_SET EXERCISE 1_. Pick out every line in the rows below that contains the word "segment" and copy those lines.

_DOCUMENT PASSAGE_.
[BEGIN]

# Poor Picture Quality - NFL on Locals



## Bvondran (Aug 19, 2013)

Hi all, I'm wondering if anyone else has noticed this. Recently, I have noticed terrible HD picture quality when turning on an NFL game on my HD locals (Fox and CBS). I also noticed the issue on the NASCAR Watkins Glen race. 

The picture looks very blocky/blurry, especially with motion. For instance, I can't read players numbers when action is ongoing on the field. The action unnatural and jerky. 

I've seen this on both of tv's that are connected to newer (within the last year) DVRs. Have not tried on my tv connected only to an hd reciever. The tv's are Panasonic Plasma's, two of which are less than a year old, and the other is approx. 4 years old. I've never noticed this issue before, and it really makes watching football painful. Any help would be greatly appreciated. 

Thanks,
Brian


Sent from my iPhone using DBSTalk


----------



## jimmie57 (Jun 26, 2010)

The live sports seem to have the most trouble transmitting a good picture. I notice it also, heck even sometimes on Golf and that is slow moving.

If you don't have it set this way, try this in your settings:
Menu, Settings, Display, Resolutions, check 720p and 1080i only.
Menu, Settings, Display, Video, Naitive to ON.
Lots of the sports are filmed in 720p, especially ESPN and ABC.


----------



## Rich (Feb 22, 2007)

Bvondran said:


> Hi all, I'm wondering if anyone else has noticed this. Recently, I have noticed terrible HD picture quality when turning on an NFL game on my HD locals (Fox and CBS). I also noticed the issue on the NASCAR Watkins Glen race.
> 
> The picture looks very blocky/blurry, especially with motion. For instance, I can't read players numbers when action is ongoing on the field. The action unnatural and jerky.
> 
> ...

[END]

_GIVEN ENTRIES_.
[BEGIN]

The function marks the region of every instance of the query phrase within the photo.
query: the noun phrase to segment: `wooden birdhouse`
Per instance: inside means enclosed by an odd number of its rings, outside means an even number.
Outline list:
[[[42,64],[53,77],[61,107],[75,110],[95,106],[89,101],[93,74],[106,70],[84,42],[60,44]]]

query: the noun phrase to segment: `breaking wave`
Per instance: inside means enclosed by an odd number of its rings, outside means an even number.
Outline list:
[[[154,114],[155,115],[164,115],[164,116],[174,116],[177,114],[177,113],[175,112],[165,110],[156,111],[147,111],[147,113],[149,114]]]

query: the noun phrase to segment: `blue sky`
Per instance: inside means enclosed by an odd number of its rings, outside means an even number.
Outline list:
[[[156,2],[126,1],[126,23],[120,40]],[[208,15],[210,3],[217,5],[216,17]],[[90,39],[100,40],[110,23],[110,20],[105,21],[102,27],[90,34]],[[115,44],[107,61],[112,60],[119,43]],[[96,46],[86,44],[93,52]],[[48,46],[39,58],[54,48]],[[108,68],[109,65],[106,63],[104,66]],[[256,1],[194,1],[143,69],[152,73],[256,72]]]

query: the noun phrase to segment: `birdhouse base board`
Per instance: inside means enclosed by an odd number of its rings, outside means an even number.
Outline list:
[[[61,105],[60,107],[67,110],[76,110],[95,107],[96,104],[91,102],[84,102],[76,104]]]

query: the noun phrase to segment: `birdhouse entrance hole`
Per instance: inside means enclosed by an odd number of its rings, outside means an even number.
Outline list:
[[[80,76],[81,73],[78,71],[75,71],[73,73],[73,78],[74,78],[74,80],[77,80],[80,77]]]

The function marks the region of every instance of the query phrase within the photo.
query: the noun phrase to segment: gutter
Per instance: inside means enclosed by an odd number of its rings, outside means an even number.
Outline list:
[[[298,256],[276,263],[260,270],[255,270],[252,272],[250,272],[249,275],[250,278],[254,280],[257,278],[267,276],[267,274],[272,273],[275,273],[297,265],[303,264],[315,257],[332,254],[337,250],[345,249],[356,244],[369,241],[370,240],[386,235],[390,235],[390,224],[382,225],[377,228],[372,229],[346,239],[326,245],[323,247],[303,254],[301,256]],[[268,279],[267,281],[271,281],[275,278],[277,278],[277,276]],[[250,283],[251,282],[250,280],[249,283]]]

[END]

_SET EXERCISE 2_. Reproduce word for word the part of the picture-quality thread above that opens with "The live sports" and closes with "ESPN and ABC.".

_TASK SOLUTION 1_.
query: the noun phrase to segment: `wooden birdhouse`
query: the noun phrase to segment: `breaking wave`
query: the noun phrase to segment: `blue sky`
query: the noun phrase to segment: `birdhouse base board`
query: the noun phrase to segment: `birdhouse entrance hole`
query: the noun phrase to segment: gutter

_TASK SOLUTION 2_.
The live sports seem to have the most trouble transmitting a good picture. I notice it also, heck even sometimes on Golf and that is slow moving.

If you don't have it set this way, try this in your settings:
Menu, Settings, Display, Resolutions, check 720p and 1080i only.
Menu, Settings, Display, Video, Naitive to ON.
Lots of the sports are filmed in 720p, especially ESPN and ABC.